**EXERCISE AIM:**
Copy all records verbatim.

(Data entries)
-=-=-
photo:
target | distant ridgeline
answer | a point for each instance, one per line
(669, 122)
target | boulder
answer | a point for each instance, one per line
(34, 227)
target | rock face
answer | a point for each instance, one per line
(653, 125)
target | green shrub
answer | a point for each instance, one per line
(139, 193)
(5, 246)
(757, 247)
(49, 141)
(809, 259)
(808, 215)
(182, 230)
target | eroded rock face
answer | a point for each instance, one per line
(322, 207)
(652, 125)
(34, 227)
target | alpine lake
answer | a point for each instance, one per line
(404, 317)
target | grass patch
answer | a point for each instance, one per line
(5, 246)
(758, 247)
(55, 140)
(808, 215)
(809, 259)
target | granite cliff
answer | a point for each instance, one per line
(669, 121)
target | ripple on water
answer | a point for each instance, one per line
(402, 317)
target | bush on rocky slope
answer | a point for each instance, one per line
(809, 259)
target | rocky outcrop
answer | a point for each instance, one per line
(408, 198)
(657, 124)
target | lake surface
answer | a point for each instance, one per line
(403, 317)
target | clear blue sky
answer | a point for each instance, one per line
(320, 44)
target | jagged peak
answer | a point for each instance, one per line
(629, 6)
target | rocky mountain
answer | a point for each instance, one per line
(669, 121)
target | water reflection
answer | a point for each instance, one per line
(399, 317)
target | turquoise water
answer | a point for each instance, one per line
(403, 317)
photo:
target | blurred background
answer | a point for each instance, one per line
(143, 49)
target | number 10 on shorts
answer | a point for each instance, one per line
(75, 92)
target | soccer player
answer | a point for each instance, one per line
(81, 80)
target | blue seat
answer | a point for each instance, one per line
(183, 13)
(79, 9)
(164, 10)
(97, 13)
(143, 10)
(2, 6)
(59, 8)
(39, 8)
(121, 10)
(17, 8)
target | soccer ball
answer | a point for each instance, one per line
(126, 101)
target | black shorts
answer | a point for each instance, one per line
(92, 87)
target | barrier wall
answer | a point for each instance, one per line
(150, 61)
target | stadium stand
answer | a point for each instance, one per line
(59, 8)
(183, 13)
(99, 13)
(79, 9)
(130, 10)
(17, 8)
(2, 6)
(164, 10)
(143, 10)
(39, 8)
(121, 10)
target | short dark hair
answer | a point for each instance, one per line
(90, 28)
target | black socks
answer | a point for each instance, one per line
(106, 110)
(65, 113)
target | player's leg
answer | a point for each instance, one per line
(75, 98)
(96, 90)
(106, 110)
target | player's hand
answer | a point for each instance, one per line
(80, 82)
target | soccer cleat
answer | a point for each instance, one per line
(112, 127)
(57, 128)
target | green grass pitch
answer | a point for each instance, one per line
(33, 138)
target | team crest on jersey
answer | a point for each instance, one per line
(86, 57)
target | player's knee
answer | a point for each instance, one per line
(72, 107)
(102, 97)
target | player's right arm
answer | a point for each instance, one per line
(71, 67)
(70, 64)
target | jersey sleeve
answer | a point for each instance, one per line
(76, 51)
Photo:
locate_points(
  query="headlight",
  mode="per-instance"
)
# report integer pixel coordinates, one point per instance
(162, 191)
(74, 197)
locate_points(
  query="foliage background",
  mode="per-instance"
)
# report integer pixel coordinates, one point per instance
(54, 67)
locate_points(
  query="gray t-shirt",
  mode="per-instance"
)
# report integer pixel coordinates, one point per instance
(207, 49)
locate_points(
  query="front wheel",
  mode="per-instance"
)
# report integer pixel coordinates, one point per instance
-=-=-
**RESPONSE BELOW:**
photo:
target | distant ridgeline
answer | a point for each instance, one per line
(669, 122)
target | boulder
answer | a point for each instance, one per line
(34, 227)
target | rock face
answer | a point for each instance, one per line
(653, 125)
target | green shrub
answer | a point for each instance, one per line
(139, 193)
(5, 246)
(757, 247)
(49, 141)
(809, 259)
(808, 215)
(182, 230)
target | eroded rock face
answer | a point for each instance, one per line
(322, 207)
(652, 125)
(34, 227)
target | alpine lake
answer | a point for each instance, one per line
(404, 317)
target | grass patch
answer | a point for each instance, one per line
(5, 246)
(758, 247)
(55, 140)
(808, 215)
(809, 259)
target | granite cliff
answer | a point for each instance, one per line
(669, 121)
target | ripple on water
answer | a point for each instance, one per line
(402, 317)
target | bush on rocky slope
answer | a point for each instance, one per line
(809, 259)
target | rocky outcrop
answer | a point for each instance, one per line
(408, 198)
(657, 124)
target | lake surface
answer | a point for each instance, one per line
(403, 317)
target | clear blue sky
answer | a point for each instance, one per line
(320, 44)
target | jagged peak
answer | a point for each instance, one per line
(629, 6)
target | rocky mountain
answer | a point for each instance, one per line
(669, 121)
target | water reflection
answer | a point for each instance, one per line
(399, 317)
target | turquoise water
answer | a point for each instance, one per line
(403, 317)
photo:
target | blurred background
answer | a point for each instance, one per line
(143, 49)
target | number 10 on shorts
answer | a point for each instance, one per line
(75, 92)
target | soccer player
answer | a point for each instance, one per line
(81, 80)
target | blue seat
answer | a point for each instance, one per line
(183, 13)
(79, 9)
(164, 10)
(97, 13)
(143, 10)
(2, 6)
(59, 8)
(39, 8)
(121, 10)
(17, 8)
target | soccer ball
answer | a point for each instance, one per line
(126, 101)
target | black shorts
answer | a point for each instance, one per line
(92, 87)
target | barrier wall
answer | a point for each instance, one per line
(150, 61)
target | stadium stand
answer | a point for each instance, one per line
(59, 8)
(183, 13)
(99, 13)
(79, 9)
(130, 10)
(17, 8)
(2, 6)
(164, 10)
(143, 10)
(39, 8)
(121, 10)
target | short dark hair
answer | a point for each instance, one per line
(90, 28)
target | black socks
answer | a point for each instance, one per line
(106, 110)
(65, 113)
target | player's leg
answer | a point for each instance, one per line
(75, 98)
(96, 90)
(106, 110)
target | player's hand
answer | a point for each instance, one per line
(80, 82)
target | soccer cleat
answer | a point for each instance, one per line
(112, 127)
(57, 128)
target | green grass pitch
answer | a point for each instance, one per line
(33, 138)
target | team crest on jersey
answer | a point for each instance, one per line
(86, 57)
target | player's knee
answer | a point for each instance, one per line
(72, 107)
(102, 97)
target | player's right arm
answer | a point for each instance, one per line
(71, 67)
(70, 64)
target | jersey sleeve
answer | a point for each instance, one per line
(76, 51)
Photo:
locate_points(
  query="headlight",
  mode="per-instance"
)
# report integer pixel coordinates, one point per instance
(162, 191)
(74, 197)
locate_points(
  query="foliage background",
  mode="per-instance"
)
# report integer pixel coordinates, one point per instance
(54, 67)
locate_points(
  query="gray t-shirt",
  mode="per-instance"
)
# report integer pixel coordinates, one point per instance
(207, 49)
locate_points(
  query="front wheel",
  mode="per-instance"
)
# report integer pixel coordinates, one point per instance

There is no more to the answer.